Uninformed first impressions often tend to be very subjective, not correctly reflecting the reality. On the other hand, through untrained eyes and an open mind one can observe many peculiarities which are liable to escape the more familiar watcher. What the author saw and heard on a group package tour of South Africa, Zimbabwe and Kenya.

As a member of a group package tour of South Africa, Zimbabwe and Kenya, I did not get any opportunity to have discussions and interaction with the South African intelligentsia. But I had ample opportunity to meet and talk to porters, bell boys, shop assistants, coach drivers and attendants, tour guides and occasionally with members of the public in shopping centres, hotel lobbies and airports. Individually they do not matter. But collectively they form public opinion. My attempt in this piece will be to capture, as authentically as I can, what I heard from them and what I saw. It is said that uninformed first impressions often tend to be highly subjective, not correctly reflecting the reality. On the other hand, through untrained eyes and a fairly open mind one can observe so many peculiarities which often escape a familiar watcher.

◇ ◇ ◇ ◇ ◇

• **Tasks for this exercise**
1. According to the tour excerpt, why does the author consider the views of porters, shop assistants, tour guides and similar people worth recording?
2. List every country that the tour excerpt names as part of the group package tour.
The rows below the tour excerpt come from a separate source.

◇ ◇ ◇ ◇ ◇

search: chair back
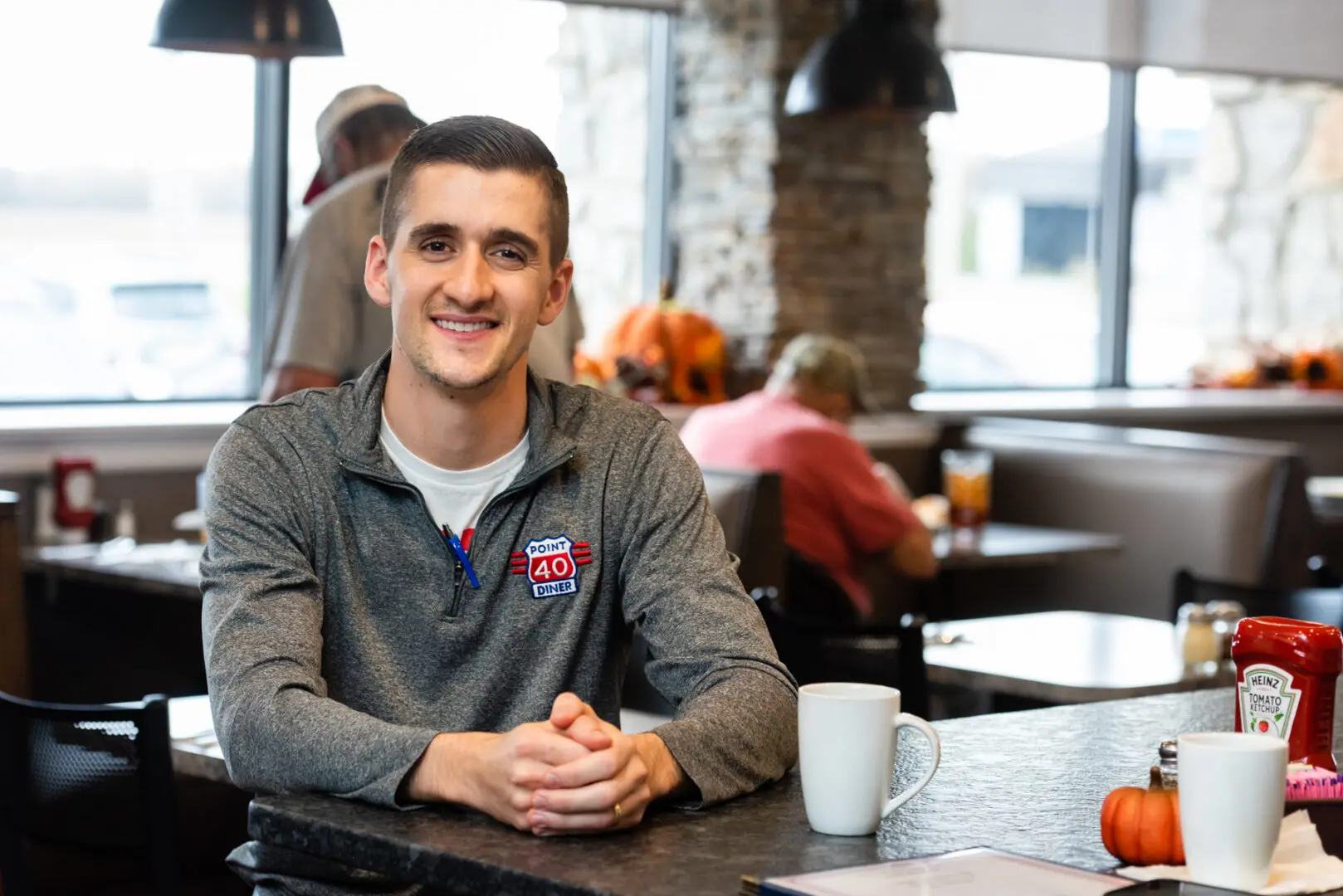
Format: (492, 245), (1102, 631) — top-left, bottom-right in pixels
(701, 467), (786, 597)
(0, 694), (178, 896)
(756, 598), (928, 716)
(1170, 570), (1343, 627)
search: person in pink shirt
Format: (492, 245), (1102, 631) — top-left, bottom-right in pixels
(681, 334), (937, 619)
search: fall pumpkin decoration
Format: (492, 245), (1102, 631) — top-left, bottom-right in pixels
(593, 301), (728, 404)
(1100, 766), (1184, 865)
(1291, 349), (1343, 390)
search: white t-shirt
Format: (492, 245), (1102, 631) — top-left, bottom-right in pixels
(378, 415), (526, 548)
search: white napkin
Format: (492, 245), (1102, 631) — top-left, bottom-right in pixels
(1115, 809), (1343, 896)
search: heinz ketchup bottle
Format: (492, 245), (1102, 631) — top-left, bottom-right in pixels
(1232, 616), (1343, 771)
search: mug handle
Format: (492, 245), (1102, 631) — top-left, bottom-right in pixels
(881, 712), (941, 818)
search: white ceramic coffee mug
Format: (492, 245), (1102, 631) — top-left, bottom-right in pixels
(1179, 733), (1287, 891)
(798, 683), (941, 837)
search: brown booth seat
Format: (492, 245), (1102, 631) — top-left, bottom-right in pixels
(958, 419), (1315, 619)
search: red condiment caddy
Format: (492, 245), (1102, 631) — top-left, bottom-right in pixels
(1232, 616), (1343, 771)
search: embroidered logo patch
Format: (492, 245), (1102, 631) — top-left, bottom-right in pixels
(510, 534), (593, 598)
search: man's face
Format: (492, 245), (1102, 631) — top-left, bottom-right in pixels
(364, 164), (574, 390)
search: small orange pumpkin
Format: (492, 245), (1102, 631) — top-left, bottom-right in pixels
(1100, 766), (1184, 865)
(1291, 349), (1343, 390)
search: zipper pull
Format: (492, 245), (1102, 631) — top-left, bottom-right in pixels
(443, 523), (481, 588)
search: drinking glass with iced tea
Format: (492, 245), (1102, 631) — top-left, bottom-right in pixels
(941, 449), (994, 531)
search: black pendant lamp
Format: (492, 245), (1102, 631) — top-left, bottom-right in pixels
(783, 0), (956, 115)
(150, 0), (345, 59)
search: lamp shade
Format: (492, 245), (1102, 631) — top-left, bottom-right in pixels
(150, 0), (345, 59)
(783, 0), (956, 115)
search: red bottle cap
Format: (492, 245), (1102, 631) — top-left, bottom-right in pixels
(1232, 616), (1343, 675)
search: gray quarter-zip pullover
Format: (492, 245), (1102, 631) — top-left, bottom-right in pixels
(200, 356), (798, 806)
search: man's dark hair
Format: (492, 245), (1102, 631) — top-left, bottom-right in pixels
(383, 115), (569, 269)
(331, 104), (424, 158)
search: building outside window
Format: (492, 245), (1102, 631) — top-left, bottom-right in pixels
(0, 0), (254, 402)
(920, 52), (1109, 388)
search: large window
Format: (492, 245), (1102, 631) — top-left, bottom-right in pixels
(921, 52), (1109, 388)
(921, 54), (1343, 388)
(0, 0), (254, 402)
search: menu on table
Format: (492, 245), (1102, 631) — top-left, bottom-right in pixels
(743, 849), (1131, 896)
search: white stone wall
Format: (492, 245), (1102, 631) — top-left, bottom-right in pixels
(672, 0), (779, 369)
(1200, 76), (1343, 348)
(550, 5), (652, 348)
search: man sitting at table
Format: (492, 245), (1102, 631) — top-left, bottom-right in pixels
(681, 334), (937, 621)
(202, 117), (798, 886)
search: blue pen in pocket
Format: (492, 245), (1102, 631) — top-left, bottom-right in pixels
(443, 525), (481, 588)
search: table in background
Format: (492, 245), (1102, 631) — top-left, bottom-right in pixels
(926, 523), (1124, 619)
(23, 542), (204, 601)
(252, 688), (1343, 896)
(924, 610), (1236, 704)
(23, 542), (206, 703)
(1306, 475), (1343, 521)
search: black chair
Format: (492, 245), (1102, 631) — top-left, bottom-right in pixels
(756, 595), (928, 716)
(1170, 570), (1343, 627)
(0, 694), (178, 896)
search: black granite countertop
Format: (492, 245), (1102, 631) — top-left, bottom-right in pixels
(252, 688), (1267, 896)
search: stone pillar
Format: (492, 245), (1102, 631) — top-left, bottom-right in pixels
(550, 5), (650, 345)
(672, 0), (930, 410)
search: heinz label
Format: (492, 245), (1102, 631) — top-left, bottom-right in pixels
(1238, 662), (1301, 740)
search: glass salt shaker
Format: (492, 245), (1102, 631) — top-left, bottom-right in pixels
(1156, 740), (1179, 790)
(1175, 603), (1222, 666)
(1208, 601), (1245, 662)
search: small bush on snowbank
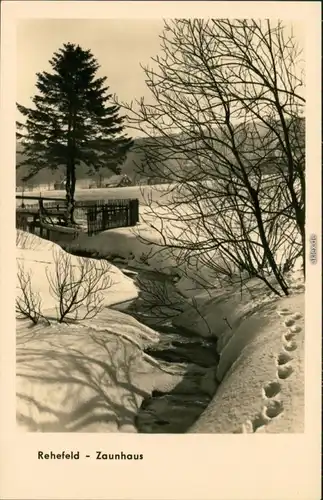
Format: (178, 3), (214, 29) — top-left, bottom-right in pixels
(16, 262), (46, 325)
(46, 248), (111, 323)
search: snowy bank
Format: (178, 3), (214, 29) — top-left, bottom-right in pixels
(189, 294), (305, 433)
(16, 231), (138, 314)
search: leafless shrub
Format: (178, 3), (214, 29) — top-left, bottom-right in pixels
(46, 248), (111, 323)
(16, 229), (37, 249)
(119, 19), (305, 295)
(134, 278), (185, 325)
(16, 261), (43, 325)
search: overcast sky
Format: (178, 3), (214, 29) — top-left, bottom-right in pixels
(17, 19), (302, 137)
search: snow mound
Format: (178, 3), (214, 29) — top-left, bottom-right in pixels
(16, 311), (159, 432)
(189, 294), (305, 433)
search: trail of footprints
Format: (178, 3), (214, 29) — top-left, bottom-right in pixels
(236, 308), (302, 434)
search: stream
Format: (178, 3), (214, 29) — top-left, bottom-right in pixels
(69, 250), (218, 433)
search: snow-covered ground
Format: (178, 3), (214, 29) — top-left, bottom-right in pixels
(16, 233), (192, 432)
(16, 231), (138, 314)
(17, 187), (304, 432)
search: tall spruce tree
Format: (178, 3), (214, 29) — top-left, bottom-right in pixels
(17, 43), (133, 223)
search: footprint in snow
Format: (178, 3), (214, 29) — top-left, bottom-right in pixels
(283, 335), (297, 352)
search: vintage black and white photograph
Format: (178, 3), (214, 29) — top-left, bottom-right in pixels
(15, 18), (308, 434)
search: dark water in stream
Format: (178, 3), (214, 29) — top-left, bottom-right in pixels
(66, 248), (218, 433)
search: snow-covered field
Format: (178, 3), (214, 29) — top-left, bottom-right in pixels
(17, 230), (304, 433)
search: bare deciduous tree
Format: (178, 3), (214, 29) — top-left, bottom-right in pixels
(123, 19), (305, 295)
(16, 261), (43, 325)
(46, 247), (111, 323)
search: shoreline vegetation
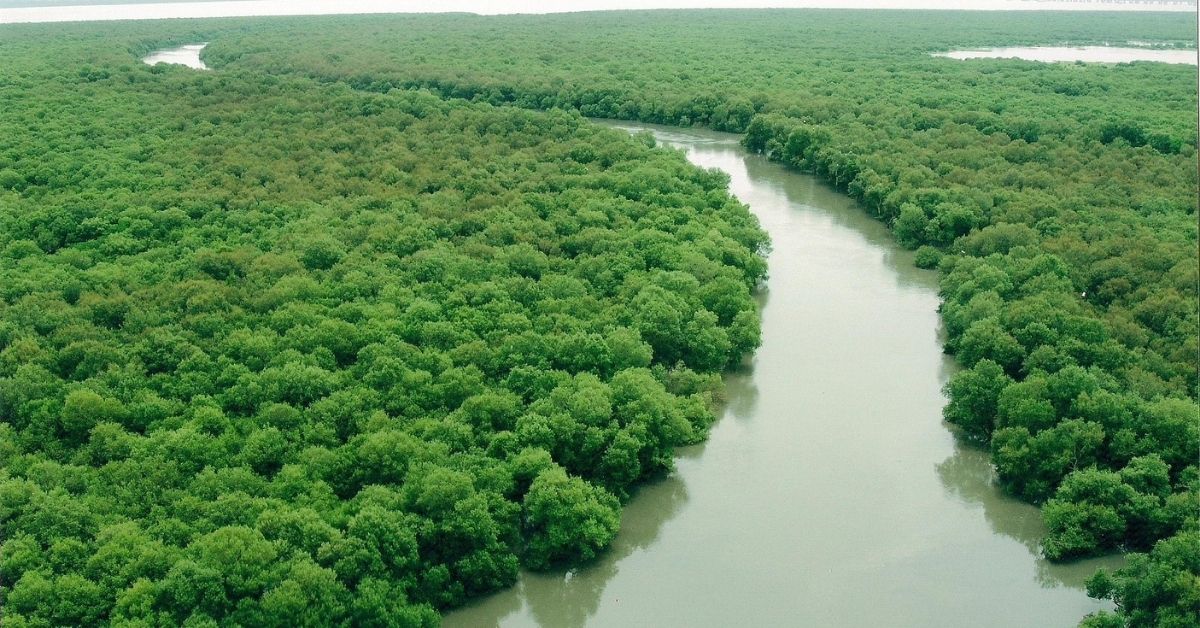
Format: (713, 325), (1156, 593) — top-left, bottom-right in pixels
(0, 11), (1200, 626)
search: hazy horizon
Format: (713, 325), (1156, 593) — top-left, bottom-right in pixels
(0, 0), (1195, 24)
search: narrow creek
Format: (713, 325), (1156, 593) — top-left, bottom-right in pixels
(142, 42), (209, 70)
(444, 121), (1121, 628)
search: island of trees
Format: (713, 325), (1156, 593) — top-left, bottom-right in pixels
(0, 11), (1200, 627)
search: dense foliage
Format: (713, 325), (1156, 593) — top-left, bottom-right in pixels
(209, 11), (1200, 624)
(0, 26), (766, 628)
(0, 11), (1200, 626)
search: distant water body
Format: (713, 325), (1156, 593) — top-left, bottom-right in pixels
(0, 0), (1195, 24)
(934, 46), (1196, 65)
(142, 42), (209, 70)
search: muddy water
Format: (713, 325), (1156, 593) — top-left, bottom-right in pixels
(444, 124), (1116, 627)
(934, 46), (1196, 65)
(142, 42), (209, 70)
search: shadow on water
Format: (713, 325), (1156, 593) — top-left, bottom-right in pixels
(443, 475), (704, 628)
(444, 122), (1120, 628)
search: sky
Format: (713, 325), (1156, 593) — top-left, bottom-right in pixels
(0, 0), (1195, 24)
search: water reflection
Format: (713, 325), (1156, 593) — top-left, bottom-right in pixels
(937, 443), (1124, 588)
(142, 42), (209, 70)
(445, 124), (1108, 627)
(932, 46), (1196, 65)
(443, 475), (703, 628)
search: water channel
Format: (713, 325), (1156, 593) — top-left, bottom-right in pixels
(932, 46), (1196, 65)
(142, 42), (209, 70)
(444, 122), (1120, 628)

◇ ◇ ◇ ◇ ◇

• **Responses for each task**
1. Although individually these people do not matter, collectively they form public opinion.

2. South Africa, Zimbabwe, Kenya